» What to work on: Write out the data once more, exactly as it reads.

##### Record set #####

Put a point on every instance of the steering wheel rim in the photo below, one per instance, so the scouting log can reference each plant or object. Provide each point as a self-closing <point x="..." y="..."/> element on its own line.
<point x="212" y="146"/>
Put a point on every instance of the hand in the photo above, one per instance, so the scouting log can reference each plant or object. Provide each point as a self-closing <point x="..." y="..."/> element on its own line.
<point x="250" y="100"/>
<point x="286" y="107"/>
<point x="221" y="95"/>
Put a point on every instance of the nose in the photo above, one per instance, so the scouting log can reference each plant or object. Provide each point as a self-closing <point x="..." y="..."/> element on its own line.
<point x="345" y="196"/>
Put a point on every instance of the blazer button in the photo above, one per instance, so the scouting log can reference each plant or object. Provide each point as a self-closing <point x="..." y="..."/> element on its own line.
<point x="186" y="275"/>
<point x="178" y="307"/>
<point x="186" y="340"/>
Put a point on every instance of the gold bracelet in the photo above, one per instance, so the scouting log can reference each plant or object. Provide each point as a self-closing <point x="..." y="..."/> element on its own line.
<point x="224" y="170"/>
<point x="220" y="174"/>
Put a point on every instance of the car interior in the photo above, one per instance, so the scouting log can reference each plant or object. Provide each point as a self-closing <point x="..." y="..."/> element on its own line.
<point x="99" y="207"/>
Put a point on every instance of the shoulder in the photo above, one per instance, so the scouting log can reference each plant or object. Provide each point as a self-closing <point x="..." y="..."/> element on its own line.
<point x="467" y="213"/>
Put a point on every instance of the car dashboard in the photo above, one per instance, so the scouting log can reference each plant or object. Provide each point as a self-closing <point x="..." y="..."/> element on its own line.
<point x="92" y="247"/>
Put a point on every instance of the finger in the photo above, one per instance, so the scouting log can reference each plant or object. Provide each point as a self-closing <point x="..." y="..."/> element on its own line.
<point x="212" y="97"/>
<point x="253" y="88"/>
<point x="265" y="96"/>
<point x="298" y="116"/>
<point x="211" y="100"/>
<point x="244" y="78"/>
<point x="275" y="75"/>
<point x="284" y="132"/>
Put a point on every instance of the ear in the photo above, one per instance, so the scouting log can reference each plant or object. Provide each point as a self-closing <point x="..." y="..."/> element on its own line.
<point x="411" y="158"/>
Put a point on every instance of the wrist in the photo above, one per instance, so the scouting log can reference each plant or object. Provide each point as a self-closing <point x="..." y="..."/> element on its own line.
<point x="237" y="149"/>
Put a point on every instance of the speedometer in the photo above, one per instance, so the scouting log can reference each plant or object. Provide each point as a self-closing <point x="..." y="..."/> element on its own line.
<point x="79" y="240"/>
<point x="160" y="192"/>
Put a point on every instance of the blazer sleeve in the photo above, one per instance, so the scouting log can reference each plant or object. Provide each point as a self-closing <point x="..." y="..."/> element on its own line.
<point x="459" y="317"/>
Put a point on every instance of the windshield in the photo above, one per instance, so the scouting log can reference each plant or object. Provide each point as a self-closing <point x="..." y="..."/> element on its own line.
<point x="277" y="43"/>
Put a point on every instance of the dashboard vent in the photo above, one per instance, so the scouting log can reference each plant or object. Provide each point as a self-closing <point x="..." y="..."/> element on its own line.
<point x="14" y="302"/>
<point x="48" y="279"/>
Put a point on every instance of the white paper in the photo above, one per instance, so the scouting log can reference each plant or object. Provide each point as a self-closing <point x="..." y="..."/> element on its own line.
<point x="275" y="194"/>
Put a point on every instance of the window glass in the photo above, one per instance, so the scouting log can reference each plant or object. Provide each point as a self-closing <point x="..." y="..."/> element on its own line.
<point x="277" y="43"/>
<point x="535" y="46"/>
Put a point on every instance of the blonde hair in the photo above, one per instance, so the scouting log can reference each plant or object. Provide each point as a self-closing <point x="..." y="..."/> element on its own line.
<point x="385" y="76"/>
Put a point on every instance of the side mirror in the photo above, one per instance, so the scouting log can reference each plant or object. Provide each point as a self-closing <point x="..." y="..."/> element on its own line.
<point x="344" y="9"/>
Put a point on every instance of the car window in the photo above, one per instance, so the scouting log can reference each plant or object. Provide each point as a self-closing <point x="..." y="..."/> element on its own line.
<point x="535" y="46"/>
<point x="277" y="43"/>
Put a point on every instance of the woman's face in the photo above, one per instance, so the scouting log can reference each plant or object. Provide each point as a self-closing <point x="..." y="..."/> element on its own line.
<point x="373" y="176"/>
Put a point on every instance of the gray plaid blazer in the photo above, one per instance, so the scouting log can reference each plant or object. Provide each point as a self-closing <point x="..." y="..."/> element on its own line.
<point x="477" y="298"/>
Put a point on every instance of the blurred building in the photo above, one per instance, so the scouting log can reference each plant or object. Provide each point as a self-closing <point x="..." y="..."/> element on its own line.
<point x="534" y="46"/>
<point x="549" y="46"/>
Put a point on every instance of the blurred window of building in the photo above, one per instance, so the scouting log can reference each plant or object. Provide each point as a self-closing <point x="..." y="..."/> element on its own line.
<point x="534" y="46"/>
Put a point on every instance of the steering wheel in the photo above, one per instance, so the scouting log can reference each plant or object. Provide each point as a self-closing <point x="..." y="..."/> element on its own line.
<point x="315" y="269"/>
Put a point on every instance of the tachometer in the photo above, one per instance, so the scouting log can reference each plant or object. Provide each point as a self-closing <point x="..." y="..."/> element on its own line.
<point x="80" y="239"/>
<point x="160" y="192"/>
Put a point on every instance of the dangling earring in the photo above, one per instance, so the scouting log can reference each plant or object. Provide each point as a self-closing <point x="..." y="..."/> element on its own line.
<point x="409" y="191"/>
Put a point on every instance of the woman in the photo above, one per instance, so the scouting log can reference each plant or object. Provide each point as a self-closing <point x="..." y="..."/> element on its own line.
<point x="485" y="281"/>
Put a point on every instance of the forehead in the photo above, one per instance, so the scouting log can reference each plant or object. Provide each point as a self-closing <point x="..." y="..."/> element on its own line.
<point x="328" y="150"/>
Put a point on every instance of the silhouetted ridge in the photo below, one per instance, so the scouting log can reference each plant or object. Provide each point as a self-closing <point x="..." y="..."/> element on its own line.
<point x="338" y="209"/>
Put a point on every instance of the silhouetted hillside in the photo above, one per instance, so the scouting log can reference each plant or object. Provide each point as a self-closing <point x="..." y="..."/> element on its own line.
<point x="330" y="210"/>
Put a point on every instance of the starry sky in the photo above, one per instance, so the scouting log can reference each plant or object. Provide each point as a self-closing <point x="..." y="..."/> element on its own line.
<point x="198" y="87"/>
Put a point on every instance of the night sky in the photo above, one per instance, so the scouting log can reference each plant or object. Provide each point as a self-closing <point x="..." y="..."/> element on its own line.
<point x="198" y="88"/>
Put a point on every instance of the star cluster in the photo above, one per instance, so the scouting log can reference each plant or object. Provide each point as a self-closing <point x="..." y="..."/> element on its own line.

#####

» Answer to this task:
Put a point on every instance of the steering wheel rim in the photo below, one per instance, so the scouting log can reference each plant or object. Provide each point as a self-closing <point x="..." y="..."/> element on its own line.
<point x="212" y="146"/>
Put a point on every instance of the hand in the photo above, one per instance, so the scouting log can reference each plant or object. Provide each point as a self-closing <point x="..." y="..."/> element on its own line.
<point x="250" y="100"/>
<point x="286" y="107"/>
<point x="221" y="95"/>
Put a point on every instance of the nose in the photo above, one per instance, so the scouting log can reference each plant or object. Provide each point as a self-closing <point x="..." y="..."/> element on its own line.
<point x="345" y="196"/>
Put a point on every instance of the blazer button in the photo above, one per instance, so the scouting log can reference each plant or object. Provide each point as a self-closing <point x="..." y="..."/> element on its own line.
<point x="186" y="275"/>
<point x="178" y="307"/>
<point x="186" y="340"/>
Put a point on every instance of the gold bracelet in the photo above, one per instance, so the scouting log can reference each plant or object. Provide each point as a self-closing <point x="..." y="..."/> element on its own line.
<point x="224" y="170"/>
<point x="220" y="174"/>
Put a point on every instance of the car interior in the photo above, one per instance, so the scouting log can reference each plant or object. Provide each point as a self-closing <point x="..." y="..."/> element on its own line.
<point x="99" y="207"/>
Put a point on every instance of the shoulder in the photo above, one per instance, so the scouting log can reference each plant or object. Provide each point as a self-closing <point x="..." y="..."/> element on its own line.
<point x="467" y="213"/>
Put a point on every instance of the car dashboard in the photo above, one per instance, so the scouting log can reference each plant or object. Provide each point as a self-closing <point x="..." y="..."/> element on its own line.
<point x="92" y="247"/>
Put a point on every instance of the finger in the photo above, one per instance, so the scouting log can reference each plant or object. Provide each point as a self-closing <point x="..." y="..."/> element on its own line.
<point x="212" y="97"/>
<point x="253" y="88"/>
<point x="265" y="96"/>
<point x="298" y="116"/>
<point x="211" y="100"/>
<point x="244" y="78"/>
<point x="275" y="75"/>
<point x="284" y="132"/>
Put a point on every instance of the ear in the photo above, one per instance, so the scouting log can reference each plant or object. Provide each point as a self-closing <point x="..." y="..."/> element on its own line.
<point x="411" y="158"/>
Put a point on every instance of the wrist in the photo above, one per instance, so the scouting log can reference each plant or object. Provide each point as a self-closing <point x="..." y="..."/> element on its own line.
<point x="237" y="149"/>
Put a point on every instance of the speedometer in the photo above, one per instance, so the scouting log can reference each plant or object. Provide each point as a self-closing <point x="..." y="..."/> element on its own line.
<point x="79" y="240"/>
<point x="160" y="192"/>
Put a point on every instance of the blazer sleeve in the photo above, one per instance, so the scouting log can reference each plant or object. Provide each point as a self-closing <point x="..." y="..."/> element on its own line.
<point x="459" y="317"/>
Put a point on every instance of the windshield in the photo above, one per instance, so the scouting log can reference each plant or object. Provide each point as a self-closing <point x="..." y="..."/> element on its own line.
<point x="277" y="43"/>
Put a point on every instance of the dashboard vent in the photo above, one per instance, so the scouting log can reference each plant or object. Provide each point as a self-closing <point x="..." y="..."/> element on its own line.
<point x="14" y="302"/>
<point x="48" y="279"/>
Put a point on every instance of the white paper in the photo above, one per instance, so the scouting log can reference each plant or object. Provide each point as a self-closing <point x="..." y="..."/> element on its own line.
<point x="275" y="194"/>
Put a point on every instance of the window glass in the photo above, one per instance, so the scouting log can reference each plant or object. Provide each point as a self-closing <point x="..." y="..."/> element on its own line.
<point x="277" y="43"/>
<point x="535" y="46"/>
Put a point on every instance of the blonde hair in the photo above, one per instance, so the scouting log can reference each plant or object. Provide each point as a self-closing <point x="..." y="..."/> element on its own line.
<point x="385" y="76"/>
Put a point on every instance of the side mirror in the photo above, one per instance, so the scouting log can reference each plant or object. Provide each point as a self-closing <point x="..." y="..."/> element on its own line.
<point x="344" y="9"/>
Put a point on every instance of the car window in the photo above, one per instance, so the scouting log can reference each plant or object. Provide each point as a self-closing <point x="..." y="..."/> element on its own line.
<point x="535" y="46"/>
<point x="277" y="43"/>
Put a point on every instance of the woman's face in the photo above, one per instance, so the scouting log can reference each plant or object. Provide each point as a self-closing <point x="..." y="..."/> element on its own line.
<point x="373" y="176"/>
Put a point on every instance of the gray plaid blazer in the photo above, one per instance, so the scouting log can reference each plant or object. Provide each point as a self-closing <point x="..." y="..."/> element on its own line.
<point x="477" y="298"/>
Put a point on every instance of the blurred building in the photo above, one per instance, so the scouting log can reference each plant or object. Provide each point as a self-closing <point x="..." y="..."/> element on its own line.
<point x="534" y="46"/>
<point x="549" y="46"/>
Put a point on every instance of the blurred window of building in the photo above, one per instance, so the scouting log can reference each plant or object. Provide each point as a self-closing <point x="..." y="..."/> element on its own line.
<point x="534" y="46"/>
Put a point on every instance of the steering wheel in the photo above, one per instance, so the scouting log can reference each plant or object. Provide each point as a self-closing <point x="..." y="..."/> element on its own line.
<point x="315" y="269"/>
Put a point on every instance of the tachometer in the photo above, one per instance, so the scouting log can reference each plant or object. Provide each point as a self-closing <point x="..." y="..."/> element on its own line.
<point x="80" y="239"/>
<point x="160" y="192"/>
Put a point on every instance of the dangling earring in the photo above, one per instance, so the scouting log can reference each plant or object. Provide each point as a self-closing <point x="..." y="..."/> element on its own line.
<point x="409" y="191"/>
Put a point on every instance of the woman in the photo above, one per instance, so the scouting log can reference each plant or object. Provide each point as a self-closing <point x="..." y="..."/> element on its own line.
<point x="485" y="281"/>
Put a point on every instance of the forehead in the photo above, one per instance, so the scouting log can reference each plant or object. Provide each point as a self-closing <point x="..." y="..."/> element on its own line.
<point x="328" y="150"/>
Put a point on every instance of the silhouetted ridge in the photo below, one per instance, so the scouting log can reference each plant or object. Provide each point as a self-closing <point x="..." y="..."/> element on its own line.
<point x="338" y="209"/>
Put a point on every instance of the silhouetted hillside in the photo above, one per instance, so the scouting log can reference each plant or object. Provide each point as a self-closing <point x="..." y="..."/> element on its own line.
<point x="330" y="210"/>
Put a point on every instance of the starry sky in the photo above, one per instance, so the scouting log can reference each plant or object. Provide each point as a self-closing <point x="..." y="..."/> element on its own line.
<point x="198" y="87"/>
Put a point on every instance of the night sky in the photo above, one per instance, so the scouting log can reference each plant or object. Provide each point as a self-closing <point x="..." y="..."/> element on its own line.
<point x="198" y="88"/>
Put a point on every instance of the star cluster in the photo above, one per instance, so the scouting log can reference each plant or object. Provide each point as a self-closing <point x="..." y="..."/> element on its own line.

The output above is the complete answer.